RECORDED INFORMATION

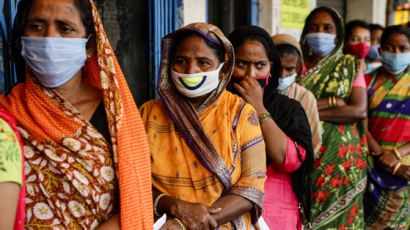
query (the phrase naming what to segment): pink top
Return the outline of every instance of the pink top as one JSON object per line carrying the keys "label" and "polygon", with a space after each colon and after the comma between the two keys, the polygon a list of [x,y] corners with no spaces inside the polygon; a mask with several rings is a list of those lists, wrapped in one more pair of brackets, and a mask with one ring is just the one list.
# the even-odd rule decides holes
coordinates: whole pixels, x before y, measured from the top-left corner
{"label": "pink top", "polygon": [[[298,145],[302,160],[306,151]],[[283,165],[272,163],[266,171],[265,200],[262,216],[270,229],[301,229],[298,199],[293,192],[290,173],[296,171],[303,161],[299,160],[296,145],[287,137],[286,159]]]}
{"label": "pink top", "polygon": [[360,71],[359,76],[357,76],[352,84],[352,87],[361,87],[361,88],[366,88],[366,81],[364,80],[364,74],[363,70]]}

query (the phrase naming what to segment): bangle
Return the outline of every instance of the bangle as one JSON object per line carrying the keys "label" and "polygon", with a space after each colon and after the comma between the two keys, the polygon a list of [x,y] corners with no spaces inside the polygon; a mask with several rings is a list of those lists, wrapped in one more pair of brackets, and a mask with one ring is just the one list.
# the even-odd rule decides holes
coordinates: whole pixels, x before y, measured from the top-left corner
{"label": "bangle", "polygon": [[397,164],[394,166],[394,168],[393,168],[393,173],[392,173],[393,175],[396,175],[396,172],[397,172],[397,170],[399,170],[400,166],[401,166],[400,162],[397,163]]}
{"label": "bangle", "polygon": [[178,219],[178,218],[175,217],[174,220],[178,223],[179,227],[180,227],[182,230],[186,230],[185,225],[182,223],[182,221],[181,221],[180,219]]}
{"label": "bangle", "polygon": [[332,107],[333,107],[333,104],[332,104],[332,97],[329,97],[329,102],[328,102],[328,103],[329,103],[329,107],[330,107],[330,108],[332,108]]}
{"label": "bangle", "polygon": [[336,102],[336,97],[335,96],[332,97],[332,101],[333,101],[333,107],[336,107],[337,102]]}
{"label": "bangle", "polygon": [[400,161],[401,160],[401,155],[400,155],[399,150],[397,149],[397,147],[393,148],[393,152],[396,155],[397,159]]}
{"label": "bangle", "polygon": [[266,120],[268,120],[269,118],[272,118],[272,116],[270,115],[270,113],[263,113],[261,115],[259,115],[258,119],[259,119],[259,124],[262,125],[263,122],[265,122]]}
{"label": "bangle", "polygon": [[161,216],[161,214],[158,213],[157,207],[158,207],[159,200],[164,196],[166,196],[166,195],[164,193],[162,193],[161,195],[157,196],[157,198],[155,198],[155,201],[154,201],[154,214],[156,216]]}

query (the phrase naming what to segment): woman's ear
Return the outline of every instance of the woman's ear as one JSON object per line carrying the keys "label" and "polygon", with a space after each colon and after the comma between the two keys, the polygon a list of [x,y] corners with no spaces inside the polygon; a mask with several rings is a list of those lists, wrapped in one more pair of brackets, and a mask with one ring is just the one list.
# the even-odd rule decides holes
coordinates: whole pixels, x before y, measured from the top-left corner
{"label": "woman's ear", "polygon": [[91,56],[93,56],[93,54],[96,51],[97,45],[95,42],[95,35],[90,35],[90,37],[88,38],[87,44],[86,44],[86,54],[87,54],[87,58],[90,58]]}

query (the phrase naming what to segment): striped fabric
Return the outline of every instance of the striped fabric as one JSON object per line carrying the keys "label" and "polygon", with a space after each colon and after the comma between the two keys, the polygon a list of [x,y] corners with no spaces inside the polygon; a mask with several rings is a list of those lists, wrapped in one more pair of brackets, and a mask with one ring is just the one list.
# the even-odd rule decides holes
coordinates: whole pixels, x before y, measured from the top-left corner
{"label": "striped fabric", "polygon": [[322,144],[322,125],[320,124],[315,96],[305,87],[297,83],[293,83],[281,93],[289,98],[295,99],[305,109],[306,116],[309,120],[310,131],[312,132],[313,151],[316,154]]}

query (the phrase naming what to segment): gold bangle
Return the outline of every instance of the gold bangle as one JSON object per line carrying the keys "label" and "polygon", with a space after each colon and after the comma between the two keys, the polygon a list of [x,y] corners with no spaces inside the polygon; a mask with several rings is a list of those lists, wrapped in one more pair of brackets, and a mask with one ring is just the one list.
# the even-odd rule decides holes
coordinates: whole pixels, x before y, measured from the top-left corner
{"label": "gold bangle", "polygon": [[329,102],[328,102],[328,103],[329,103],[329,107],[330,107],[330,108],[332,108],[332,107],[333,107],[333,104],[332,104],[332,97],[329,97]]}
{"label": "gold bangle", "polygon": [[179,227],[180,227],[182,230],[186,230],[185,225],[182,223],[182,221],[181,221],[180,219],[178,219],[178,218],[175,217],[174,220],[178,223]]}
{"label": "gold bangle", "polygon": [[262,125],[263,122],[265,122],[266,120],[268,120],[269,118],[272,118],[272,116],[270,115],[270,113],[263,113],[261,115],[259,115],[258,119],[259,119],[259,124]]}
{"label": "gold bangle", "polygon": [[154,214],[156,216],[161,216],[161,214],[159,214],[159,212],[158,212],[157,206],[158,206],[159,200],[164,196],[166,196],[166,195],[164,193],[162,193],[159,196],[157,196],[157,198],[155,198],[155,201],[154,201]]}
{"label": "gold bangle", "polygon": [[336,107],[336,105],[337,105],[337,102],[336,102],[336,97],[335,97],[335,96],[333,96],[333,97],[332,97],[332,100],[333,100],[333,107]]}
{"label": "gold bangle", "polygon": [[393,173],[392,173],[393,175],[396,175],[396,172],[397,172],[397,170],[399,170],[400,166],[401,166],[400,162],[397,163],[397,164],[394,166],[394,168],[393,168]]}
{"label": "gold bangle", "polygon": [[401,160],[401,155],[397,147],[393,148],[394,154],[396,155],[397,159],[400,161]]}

EXERCISE
Show each line of the listing that holds the string "phrase".

RESPONSE TO THE EXERCISE
query (the phrase naming what to segment): pink top
query (the phrase naming what to segment): bangle
query (the phrase naming what to segment): woman's ear
query (the phrase naming what to segment): striped fabric
query (the phrase naming what to segment): gold bangle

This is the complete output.